Leave out the pictures, then output the lines of the records below from the first through the one containing "Outline every instance of the child".

▶ RECORDS FOR THIS TASK
<<<<

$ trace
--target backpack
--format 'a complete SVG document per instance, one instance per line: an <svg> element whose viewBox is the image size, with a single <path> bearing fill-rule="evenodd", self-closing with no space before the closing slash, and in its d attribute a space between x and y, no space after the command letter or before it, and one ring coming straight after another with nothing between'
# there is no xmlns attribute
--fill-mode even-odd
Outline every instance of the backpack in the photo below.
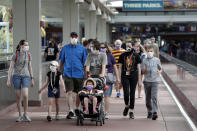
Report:
<svg viewBox="0 0 197 131"><path fill-rule="evenodd" d="M17 61L17 58L18 58L18 53L17 53L17 51L16 51L15 63L16 63L16 61ZM31 55L30 55L30 52L28 52L28 59L30 60L30 58L31 58Z"/></svg>

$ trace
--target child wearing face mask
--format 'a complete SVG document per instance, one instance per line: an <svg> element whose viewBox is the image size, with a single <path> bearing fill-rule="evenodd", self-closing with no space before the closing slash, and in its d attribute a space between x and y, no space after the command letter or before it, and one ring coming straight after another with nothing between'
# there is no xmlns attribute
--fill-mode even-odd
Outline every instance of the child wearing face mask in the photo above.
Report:
<svg viewBox="0 0 197 131"><path fill-rule="evenodd" d="M144 91L146 96L147 118L156 120L157 115L157 93L160 81L160 73L162 72L161 62L159 58L154 56L154 47L147 47L147 58L142 62L142 73L144 74Z"/></svg>
<svg viewBox="0 0 197 131"><path fill-rule="evenodd" d="M83 101L85 110L84 114L89 114L89 102L92 102L93 105L93 114L98 113L96 110L96 105L98 102L101 102L102 98L101 96L93 96L92 94L102 94L102 90L95 89L96 87L96 82L92 78L88 78L84 82L84 88L82 91L79 92L79 96L81 101Z"/></svg>
<svg viewBox="0 0 197 131"><path fill-rule="evenodd" d="M47 73L46 81L43 84L43 87L40 90L38 90L38 93L40 94L48 86L48 97L49 97L48 116L47 116L48 121L52 121L51 111L52 111L52 104L54 98L56 105L56 120L59 120L60 85L62 86L64 92L66 92L62 74L61 72L57 71L58 66L59 64L57 61L50 62L49 64L50 71Z"/></svg>

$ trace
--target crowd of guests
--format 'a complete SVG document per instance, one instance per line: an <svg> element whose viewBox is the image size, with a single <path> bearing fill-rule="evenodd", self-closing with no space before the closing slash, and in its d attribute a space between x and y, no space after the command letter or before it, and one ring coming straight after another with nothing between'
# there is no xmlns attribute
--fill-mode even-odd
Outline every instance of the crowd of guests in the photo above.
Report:
<svg viewBox="0 0 197 131"><path fill-rule="evenodd" d="M152 118L152 120L158 118L157 92L162 67L159 60L159 48L154 37L151 38L150 44L144 44L144 46L142 46L140 38L136 38L133 42L128 41L123 49L121 40L116 40L114 44L109 45L89 39L83 41L82 45L78 42L78 34L72 32L70 43L63 47L58 48L54 39L51 39L49 47L45 50L45 57L46 61L51 61L50 71L46 74L46 80L38 93L48 87L48 121L52 120L53 100L56 103L56 119L59 119L60 87L67 96L69 108L67 119L79 114L81 102L79 93L85 93L96 87L94 81L88 79L89 75L91 78L104 81L108 87L107 90L103 90L106 119L109 118L110 96L113 87L116 88L118 98L121 96L120 90L123 89L125 103L123 115L129 114L129 118L134 119L135 91L137 87L138 98L141 98L142 86L145 89L147 118ZM83 84L84 79L86 79L85 84ZM17 94L19 117L16 121L31 121L27 115L27 101L28 87L34 86L34 77L27 41L21 41L13 54L8 73L8 87L11 87L11 80ZM20 108L21 92L24 96L24 115L21 114ZM82 101L85 103L84 113L87 114L89 112L88 100L83 98ZM98 101L99 99L93 98L93 113L97 113L95 103Z"/></svg>

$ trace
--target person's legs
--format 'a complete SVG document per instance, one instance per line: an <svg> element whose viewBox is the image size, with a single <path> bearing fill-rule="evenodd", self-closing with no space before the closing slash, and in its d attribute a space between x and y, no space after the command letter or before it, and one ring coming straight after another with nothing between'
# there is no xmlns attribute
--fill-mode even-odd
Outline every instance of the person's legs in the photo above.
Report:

>>>>

▶ TASK RESULT
$ trace
--target backpack
--format 'a complete SVG document per instance, one instance per line: an <svg> element whose viewBox is the image size, with a single <path> bearing fill-rule="evenodd", self-closing with no space before the closing slash, and in its d attribute a space between x and y, no space after the command letter or before it, and one ring coming straight after another with nothing between'
# there is no xmlns attribute
--fill-mode even-odd
Outline every instance of the backpack in the photo below.
Report:
<svg viewBox="0 0 197 131"><path fill-rule="evenodd" d="M17 61L17 58L18 58L18 53L17 53L17 51L16 51L15 63L16 63L16 61ZM31 55L30 55L30 52L28 52L28 59L30 60L30 58L31 58Z"/></svg>

$ trace
--target child wearing face mask
--format 'a complete SVG document per instance, one instance per line: an <svg> element whose viewBox is the image size, with a single <path> bearing fill-rule="evenodd", self-closing with no space before the closing slash, and in its d attribute a space between x and y, no space after the command letter or before it, and one ring coming straight after another with nothing between'
# there is no xmlns attribute
--fill-mode even-odd
Outline every instance of the child wearing face mask in the photo above.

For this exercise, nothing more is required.